About this task. Only the lines from the one containing "Target: winding country road" through the end of the data belong in the answer; reproduce them exactly.

Records shown.
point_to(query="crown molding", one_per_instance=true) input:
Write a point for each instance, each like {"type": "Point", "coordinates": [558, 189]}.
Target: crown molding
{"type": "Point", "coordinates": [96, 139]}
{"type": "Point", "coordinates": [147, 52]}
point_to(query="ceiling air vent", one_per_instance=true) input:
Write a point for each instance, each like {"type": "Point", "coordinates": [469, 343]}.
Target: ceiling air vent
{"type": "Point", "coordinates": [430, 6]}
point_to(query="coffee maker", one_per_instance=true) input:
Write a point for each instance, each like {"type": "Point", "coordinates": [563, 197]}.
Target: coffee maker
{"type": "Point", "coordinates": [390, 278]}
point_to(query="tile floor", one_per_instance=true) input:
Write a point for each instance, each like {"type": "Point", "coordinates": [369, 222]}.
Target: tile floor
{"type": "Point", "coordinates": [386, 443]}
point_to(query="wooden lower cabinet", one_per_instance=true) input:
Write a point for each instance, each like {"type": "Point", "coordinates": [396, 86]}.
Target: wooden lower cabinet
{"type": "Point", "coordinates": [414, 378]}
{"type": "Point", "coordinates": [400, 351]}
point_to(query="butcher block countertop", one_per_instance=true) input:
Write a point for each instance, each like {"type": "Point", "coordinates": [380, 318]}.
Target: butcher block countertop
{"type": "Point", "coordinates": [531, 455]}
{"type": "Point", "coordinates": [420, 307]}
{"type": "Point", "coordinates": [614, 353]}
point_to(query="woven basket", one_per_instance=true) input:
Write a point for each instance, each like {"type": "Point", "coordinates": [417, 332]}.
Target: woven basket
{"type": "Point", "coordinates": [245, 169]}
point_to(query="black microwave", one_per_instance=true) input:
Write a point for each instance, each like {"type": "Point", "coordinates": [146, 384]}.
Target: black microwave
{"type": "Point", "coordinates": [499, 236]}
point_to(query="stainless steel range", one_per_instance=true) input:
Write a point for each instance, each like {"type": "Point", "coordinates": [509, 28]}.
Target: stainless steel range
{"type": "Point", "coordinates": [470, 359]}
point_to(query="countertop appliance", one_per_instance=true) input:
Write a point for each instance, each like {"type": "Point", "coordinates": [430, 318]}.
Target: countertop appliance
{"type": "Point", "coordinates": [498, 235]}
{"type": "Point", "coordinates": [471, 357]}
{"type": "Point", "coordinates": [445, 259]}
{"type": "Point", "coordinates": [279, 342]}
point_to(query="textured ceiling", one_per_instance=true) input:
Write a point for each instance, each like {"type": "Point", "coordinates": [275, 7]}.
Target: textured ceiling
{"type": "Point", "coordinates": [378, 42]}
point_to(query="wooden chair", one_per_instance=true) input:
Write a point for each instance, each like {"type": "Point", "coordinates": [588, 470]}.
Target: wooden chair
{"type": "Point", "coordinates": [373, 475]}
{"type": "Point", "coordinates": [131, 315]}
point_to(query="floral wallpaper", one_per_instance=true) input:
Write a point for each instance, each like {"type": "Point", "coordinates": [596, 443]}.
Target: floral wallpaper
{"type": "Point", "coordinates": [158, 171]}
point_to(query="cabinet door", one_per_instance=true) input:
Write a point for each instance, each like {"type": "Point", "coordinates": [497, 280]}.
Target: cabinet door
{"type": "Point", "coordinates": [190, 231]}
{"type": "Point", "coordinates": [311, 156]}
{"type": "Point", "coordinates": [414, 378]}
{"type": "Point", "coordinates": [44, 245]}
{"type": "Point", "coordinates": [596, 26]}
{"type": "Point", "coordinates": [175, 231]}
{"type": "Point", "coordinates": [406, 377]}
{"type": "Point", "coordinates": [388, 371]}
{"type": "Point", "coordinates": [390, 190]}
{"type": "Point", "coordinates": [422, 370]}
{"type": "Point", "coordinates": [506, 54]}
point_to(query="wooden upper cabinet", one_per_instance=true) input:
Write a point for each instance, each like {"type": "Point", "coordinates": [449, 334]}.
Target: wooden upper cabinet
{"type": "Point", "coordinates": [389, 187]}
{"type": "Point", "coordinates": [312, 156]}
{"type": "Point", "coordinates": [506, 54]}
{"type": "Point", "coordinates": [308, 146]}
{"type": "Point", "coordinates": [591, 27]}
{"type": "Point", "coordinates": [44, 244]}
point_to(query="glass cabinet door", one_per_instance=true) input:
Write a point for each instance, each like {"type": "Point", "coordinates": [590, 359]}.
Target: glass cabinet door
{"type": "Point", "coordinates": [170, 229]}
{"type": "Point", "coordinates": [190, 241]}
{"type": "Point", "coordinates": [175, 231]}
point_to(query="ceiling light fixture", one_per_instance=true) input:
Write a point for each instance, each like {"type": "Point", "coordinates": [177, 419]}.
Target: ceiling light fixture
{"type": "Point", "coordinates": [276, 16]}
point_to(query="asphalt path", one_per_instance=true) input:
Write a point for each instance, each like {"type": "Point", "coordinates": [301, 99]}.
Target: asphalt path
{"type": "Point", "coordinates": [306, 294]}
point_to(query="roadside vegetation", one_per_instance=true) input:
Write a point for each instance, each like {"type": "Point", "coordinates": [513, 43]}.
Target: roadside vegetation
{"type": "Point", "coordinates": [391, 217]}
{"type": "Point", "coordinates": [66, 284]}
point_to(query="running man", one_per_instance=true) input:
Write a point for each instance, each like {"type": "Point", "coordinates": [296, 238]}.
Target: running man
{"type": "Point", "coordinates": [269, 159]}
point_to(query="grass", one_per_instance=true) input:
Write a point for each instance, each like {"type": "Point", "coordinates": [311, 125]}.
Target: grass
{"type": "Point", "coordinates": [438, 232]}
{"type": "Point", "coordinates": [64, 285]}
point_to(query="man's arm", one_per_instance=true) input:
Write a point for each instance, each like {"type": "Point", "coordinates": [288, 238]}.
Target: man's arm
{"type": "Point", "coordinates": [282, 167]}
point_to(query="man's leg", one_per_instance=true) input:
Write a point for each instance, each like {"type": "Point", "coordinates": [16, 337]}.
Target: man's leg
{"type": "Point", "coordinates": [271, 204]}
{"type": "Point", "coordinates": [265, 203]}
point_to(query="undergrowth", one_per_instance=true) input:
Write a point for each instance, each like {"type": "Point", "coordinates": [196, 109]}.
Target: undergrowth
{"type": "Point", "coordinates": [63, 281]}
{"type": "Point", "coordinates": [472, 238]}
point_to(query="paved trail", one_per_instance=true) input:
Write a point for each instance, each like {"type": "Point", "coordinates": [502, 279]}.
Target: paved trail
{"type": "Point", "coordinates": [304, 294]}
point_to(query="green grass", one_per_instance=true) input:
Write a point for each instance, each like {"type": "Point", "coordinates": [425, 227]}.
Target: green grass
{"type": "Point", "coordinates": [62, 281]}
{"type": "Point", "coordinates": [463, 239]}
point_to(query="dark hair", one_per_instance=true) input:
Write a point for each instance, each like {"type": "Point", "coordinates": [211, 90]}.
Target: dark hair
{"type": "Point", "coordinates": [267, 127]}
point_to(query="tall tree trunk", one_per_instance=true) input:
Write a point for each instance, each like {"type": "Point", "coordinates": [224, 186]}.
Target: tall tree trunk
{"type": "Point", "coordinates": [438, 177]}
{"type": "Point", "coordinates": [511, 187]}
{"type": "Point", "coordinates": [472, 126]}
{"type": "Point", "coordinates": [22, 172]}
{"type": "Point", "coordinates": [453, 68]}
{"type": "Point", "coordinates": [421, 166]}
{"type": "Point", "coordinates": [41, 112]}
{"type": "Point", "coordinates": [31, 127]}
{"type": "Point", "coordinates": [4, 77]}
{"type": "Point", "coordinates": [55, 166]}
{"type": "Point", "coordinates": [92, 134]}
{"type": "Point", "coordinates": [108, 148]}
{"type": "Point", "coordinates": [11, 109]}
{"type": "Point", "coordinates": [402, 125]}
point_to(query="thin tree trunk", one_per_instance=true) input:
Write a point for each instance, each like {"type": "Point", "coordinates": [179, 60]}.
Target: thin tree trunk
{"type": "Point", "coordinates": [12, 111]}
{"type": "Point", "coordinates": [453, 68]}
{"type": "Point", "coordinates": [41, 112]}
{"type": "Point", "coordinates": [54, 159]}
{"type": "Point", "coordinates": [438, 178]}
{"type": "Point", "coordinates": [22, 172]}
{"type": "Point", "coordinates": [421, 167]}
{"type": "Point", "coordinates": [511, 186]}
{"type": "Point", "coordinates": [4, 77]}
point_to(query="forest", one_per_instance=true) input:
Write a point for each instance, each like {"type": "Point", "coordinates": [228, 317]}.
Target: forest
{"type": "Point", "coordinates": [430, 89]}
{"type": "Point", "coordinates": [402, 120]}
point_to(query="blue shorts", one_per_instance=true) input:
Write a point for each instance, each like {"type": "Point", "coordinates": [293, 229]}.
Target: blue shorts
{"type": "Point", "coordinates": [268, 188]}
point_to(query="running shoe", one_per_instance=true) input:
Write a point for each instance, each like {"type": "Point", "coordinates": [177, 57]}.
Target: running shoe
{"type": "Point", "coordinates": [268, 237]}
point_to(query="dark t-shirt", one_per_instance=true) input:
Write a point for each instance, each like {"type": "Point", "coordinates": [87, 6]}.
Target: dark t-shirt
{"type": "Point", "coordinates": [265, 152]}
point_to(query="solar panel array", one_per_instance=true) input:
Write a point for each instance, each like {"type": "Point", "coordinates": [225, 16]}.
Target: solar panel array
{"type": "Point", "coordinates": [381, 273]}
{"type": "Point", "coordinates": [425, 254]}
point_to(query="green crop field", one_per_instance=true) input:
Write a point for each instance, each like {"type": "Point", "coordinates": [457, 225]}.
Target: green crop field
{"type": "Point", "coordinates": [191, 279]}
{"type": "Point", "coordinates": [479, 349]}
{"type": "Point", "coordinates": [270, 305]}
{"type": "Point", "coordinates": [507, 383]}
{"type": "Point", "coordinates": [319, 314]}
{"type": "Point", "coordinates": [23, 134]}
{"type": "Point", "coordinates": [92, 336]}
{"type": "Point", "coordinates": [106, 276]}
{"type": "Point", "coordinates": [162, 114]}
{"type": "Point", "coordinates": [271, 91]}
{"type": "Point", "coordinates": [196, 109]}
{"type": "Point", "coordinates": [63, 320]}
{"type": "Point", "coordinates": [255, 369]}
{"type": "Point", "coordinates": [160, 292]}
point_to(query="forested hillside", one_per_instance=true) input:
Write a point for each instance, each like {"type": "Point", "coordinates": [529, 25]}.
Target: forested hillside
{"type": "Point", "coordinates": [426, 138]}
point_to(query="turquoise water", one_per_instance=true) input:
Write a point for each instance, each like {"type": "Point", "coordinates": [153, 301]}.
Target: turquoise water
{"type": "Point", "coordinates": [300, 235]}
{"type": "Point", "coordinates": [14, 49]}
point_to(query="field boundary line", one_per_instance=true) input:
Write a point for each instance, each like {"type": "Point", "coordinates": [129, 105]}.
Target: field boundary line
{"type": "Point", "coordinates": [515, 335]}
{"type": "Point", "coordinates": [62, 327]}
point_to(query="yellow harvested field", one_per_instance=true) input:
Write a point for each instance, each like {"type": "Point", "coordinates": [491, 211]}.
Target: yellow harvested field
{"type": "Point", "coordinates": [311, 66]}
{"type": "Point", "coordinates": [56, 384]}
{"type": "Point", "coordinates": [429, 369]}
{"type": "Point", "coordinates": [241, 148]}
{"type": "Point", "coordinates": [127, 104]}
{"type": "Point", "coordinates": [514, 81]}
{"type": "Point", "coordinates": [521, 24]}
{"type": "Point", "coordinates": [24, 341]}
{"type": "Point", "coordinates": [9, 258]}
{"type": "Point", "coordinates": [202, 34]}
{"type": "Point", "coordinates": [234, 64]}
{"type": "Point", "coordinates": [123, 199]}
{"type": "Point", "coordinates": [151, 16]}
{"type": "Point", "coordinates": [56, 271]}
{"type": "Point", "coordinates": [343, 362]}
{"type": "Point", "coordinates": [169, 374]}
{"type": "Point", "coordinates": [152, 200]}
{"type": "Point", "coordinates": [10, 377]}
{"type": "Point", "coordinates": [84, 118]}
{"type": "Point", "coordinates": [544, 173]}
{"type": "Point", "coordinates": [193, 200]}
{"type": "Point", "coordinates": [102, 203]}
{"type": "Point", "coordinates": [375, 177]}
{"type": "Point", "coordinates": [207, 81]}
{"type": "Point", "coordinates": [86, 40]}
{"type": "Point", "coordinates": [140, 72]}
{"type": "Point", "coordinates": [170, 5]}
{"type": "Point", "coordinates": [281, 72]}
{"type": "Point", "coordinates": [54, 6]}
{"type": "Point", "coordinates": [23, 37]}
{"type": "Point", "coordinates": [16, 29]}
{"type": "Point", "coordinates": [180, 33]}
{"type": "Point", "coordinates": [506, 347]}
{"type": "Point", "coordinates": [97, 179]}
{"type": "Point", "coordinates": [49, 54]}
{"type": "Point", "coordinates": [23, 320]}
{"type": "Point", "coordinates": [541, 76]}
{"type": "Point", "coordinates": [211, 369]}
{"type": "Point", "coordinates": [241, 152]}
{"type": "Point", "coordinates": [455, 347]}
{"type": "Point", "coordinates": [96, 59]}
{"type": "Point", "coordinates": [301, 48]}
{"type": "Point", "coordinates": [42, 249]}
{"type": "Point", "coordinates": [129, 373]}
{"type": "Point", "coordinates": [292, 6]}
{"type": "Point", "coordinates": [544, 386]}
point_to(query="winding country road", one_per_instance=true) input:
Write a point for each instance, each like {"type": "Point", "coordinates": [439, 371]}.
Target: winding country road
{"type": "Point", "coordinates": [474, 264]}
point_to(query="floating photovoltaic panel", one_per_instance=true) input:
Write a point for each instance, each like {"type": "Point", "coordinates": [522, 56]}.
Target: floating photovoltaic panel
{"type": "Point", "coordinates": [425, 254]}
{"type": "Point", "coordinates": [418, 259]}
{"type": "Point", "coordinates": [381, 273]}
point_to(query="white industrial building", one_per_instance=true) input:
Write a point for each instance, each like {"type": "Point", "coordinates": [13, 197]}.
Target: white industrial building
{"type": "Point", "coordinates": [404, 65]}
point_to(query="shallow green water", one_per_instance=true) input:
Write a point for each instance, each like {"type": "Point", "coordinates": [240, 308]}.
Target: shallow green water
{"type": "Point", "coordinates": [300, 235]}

Output of the exercise.
Target: winding country road
{"type": "Point", "coordinates": [474, 264]}
point_to(query="floating photovoltaic panel", one_per_instance=true) input:
Write a point for each instance, each like {"type": "Point", "coordinates": [522, 56]}.
Target: floating photovoltaic panel
{"type": "Point", "coordinates": [425, 254]}
{"type": "Point", "coordinates": [418, 259]}
{"type": "Point", "coordinates": [381, 273]}
point_to(query="white industrial building", one_per_instance=true) input:
Write a point for each instance, each like {"type": "Point", "coordinates": [13, 197]}.
Target: white industrial building
{"type": "Point", "coordinates": [404, 65]}
point_to(query="shallow green water", one_per_instance=true) input:
Write a point for each instance, each like {"type": "Point", "coordinates": [240, 308]}.
Target: shallow green water
{"type": "Point", "coordinates": [300, 235]}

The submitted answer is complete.